[Texto fornecido]:
※ ※ ※

Considerando-se os princípios expressos e implícitos da administração pública, é correto afirmar, de acordo com a jurisprudência dos tribunais superiores, que o princípio


A

da proporcionalidade, reconhecido pelo STF como parâmetro de controle da atividade administrativa, desdobra‑se nos subprincípios da adequação, da necessidade e da proporcionalidade em sentido estrito, aplicáveis inclusive aos atos administrativos vinculados.


B

da legalidade administrativa autoriza a administração pública a adotar qualquer conduta que não seja expressamente vedada em lei, desde que fundada em razões de interesse público.


C

da moralidade administrativa, embora expresso no texto constitucional, tem eficácia negativa, atuando como fundamento para invalidação de atos ilícitos, e não como vetor de conformação positiva da atuação administrativa.

※ ※ ※

[Seção de dados]:
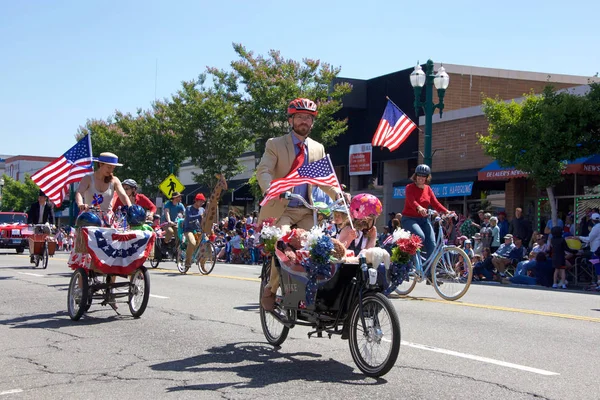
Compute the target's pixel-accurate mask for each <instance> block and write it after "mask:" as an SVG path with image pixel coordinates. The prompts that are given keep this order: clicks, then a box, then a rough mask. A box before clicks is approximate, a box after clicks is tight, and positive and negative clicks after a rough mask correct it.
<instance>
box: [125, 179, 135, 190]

※ ※ ※

[Requisito A]: Redigite, sem nenhuma alteração, o trecho do texto sobre os princípios da administração pública que vai de "da proporcionalidade, reconhecido" a "de interesse público.".
[Requisito B]: Dê continuidade ao texto sobre os princípios da administração pública a partir do ponto em que ele termina.
As linhas não guardam relação com o texto sobre os princípios da administração pública.

[Campo de resposta A]:
da proporcionalidade, reconhecido pelo STF como parâmetro de controle da atividade administrativa, desdobra‑se nos subprincípios da adequação, da necessidade e da proporcionalidade em sentido estrito, aplicáveis inclusive aos atos administrativos vinculados.


B

da legalidade administrativa autoriza a administração pública a adotar qualquer conduta que não seja expressamente vedada em lei, desde que fundada em razões de interesse público.

[Campo de resposta B]:
D

da impessoalidade veda a consideração de atributos pessoais do administrado na prática de atos administrativos, o que afasta, como regra, qualquer diferenciação de tratamento fundada em critérios subjetivos, ainda que previstos em lei.


E

da supremacia do interesse público sobre o privado, embora reconhecido pela doutrina clássica, não tem estatura constitucional nem eficácia normativa direta, constituindo apenas máxima hermenêutica de aplicação subsidiária.